Provided data:

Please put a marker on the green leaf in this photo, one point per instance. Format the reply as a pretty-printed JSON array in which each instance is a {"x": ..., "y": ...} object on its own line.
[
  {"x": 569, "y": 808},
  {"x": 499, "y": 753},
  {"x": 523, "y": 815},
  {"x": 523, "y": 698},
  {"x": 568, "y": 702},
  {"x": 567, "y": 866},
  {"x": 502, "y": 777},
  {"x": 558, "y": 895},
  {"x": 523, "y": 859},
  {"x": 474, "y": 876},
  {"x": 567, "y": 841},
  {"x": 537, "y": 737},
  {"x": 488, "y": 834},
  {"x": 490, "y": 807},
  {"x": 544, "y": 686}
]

Problem details: Quote each line of the data above exactly as written.

Task solution:
Please put a marker on the green leaf in this photo, one point per instance. Format the reply as a pretty-printed JSON array in which each instance is a {"x": ..., "y": ...} object on its own line.
[
  {"x": 569, "y": 808},
  {"x": 499, "y": 753},
  {"x": 523, "y": 815},
  {"x": 523, "y": 698},
  {"x": 568, "y": 702},
  {"x": 567, "y": 866},
  {"x": 502, "y": 777},
  {"x": 558, "y": 895},
  {"x": 523, "y": 859},
  {"x": 474, "y": 876},
  {"x": 567, "y": 841},
  {"x": 537, "y": 737},
  {"x": 488, "y": 834},
  {"x": 490, "y": 807},
  {"x": 544, "y": 686}
]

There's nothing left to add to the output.